[What to do]: Every line below between the line holding "Could you point at the outstretched" and the line holding "Could you point at the pink", inclusive, should be repeated exactly, and all other lines omitted.

[Data in this exercise]:
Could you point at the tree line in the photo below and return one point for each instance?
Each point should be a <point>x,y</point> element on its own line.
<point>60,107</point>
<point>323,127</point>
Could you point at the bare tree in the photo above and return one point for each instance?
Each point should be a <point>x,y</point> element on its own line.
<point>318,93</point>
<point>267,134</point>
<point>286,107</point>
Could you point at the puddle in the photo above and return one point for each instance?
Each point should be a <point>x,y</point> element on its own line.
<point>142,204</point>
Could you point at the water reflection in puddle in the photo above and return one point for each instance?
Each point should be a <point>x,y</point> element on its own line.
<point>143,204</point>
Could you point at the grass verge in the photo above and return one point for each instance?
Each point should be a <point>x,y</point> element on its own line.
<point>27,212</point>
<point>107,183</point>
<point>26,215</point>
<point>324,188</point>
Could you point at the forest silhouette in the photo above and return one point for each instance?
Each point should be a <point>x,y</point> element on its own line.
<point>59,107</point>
...
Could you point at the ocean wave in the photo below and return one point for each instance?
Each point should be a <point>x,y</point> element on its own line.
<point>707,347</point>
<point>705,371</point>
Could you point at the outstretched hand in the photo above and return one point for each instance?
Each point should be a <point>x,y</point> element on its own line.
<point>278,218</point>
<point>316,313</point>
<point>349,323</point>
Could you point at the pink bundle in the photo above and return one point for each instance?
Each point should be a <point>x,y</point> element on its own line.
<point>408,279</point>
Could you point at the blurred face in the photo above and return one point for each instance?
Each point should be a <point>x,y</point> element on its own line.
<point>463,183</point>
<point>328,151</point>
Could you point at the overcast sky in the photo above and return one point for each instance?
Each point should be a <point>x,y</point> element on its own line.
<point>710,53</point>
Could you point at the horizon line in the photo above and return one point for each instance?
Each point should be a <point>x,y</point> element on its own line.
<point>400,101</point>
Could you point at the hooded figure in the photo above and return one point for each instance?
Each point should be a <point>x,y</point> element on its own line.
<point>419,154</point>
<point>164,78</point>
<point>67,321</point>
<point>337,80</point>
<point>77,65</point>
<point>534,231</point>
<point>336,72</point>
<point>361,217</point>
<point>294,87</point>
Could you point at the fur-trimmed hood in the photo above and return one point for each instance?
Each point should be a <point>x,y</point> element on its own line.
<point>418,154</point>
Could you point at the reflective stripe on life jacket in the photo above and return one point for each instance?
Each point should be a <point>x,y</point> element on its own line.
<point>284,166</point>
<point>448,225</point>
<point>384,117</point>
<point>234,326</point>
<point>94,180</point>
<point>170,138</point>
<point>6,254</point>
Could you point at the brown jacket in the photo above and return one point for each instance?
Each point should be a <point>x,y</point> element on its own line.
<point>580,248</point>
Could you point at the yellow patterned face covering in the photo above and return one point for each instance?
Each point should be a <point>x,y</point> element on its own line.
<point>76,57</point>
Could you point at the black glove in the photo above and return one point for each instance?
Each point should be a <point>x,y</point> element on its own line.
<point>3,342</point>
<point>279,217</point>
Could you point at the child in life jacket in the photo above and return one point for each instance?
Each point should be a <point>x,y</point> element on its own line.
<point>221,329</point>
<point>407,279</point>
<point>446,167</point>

[Task solution]:
Could you point at the outstretched hand in the photo above and return one point for each instance?
Each point should be a <point>x,y</point> element on its own line.
<point>278,218</point>
<point>316,313</point>
<point>349,323</point>
Could you point at the pink bundle in the photo above and return one point for each instance?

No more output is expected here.